INPUT DATA:
★ ★ ★

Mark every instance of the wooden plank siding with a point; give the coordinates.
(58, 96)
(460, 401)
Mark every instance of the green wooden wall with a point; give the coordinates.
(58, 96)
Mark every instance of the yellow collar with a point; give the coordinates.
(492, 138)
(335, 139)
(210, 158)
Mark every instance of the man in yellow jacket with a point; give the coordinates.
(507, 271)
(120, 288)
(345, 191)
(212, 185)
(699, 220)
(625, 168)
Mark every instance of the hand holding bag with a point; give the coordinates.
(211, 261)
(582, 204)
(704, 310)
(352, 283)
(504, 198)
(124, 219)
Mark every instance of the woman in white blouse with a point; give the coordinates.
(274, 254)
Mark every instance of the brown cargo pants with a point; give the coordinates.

★ ★ ★

EXERCISE REQUIREMENTS: Taking the line that contains "Mark every instance of the woman" as the first and the last line of the material as the final one, transcribe that span exactly and include nothing else.

RESPONSE FOR THIS EXERCISE:
Mark every instance of the woman in white blouse with a point; give the coordinates.
(274, 254)
Mark every instance of the brown cargo pants with a point; give the coordinates.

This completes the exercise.